What’s that on my Eastern redcedar trees? East Texas expert explains.
Published 5:10 am Sunday, January 5, 2025
- Purple wintercreeper is pictured in the summer. (Contributed Photo)
Dear Neil: My daughter in East Texas has several redcedars in the field next to her house. When we were visiting at Christmas two of them were rusty colored all over. What causes that? They looked normal all summer. She says they do this every year.
They are loaded with pollen. If she were to go out on a dry day and tap one of the bronze branches with a broom handle, she would see clouds of pollen float away. Cone-bearing plants are pollinated by wind (not by bees), and their pollen is lightweight, capable of being carried for many miles. That’s why you hear weather reporters giving data on cedar pollen in winter and early spring as it blows northward from South Texas, the Hill Country, and other parts of Texas where these native junipers predominate. My wife suffers from allergies to their pollen, so we watch the colors of native cedars closely. She uses nasal sprays daily starting in fall to build up her tolerance. Even though we have many redcedars on our own property, the aerosol medication has allowed her to lead a normal life without allergic problems. Anyone with problems should visit an allergist.
Dear Neil: What would be the best groundcover for holding soil on a sunny western slope going down to the city sidewalk? Erosion has been a problem in the past as we tried to get something started.
Let me start with the obvious. Common bermudagrass is always first choice. You can lay it as sod and have almost instant coverage to hold the soil tightly in place. Lay the sod across the slope rather than up and down so that as rainfall runoff drains rapidly through it, soil won’t be washed from its seams.
If the slope is too extreme for you to mow the grass safely, then you could consider having a retaining wall built to lessen the changes in elevation gradually by stairsteps. That works very well, but if it’s a dramatic difference in height you may want to hire a landscape contractor with experience in building retaining walls successfully. Soil behind the wall will have a great deal of weight capable of exerting a huge amount of pressure. You don’t want it pushing the wall out, either after the first heavy rain or gradually over the years.

▶ [PROVIDED DATA]:

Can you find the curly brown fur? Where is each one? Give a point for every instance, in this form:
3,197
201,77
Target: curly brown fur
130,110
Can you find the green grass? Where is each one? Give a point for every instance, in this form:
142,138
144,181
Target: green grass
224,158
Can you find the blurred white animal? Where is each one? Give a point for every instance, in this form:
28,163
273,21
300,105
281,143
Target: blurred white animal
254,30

--

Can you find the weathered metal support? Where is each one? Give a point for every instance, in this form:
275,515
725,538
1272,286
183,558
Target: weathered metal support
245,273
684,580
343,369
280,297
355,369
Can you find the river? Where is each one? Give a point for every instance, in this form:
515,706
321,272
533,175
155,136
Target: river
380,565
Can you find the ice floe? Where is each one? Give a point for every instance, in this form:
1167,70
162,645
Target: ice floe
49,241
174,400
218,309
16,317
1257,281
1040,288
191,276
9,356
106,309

▶ [EXERCISE AIM]: According to the gardening column, why were the two redcedars rusty colored all over at Christmas? The data come from a separate source unrelated to the gardening column.

▶ [RESPONSE AREA]: They were loaded with pollen.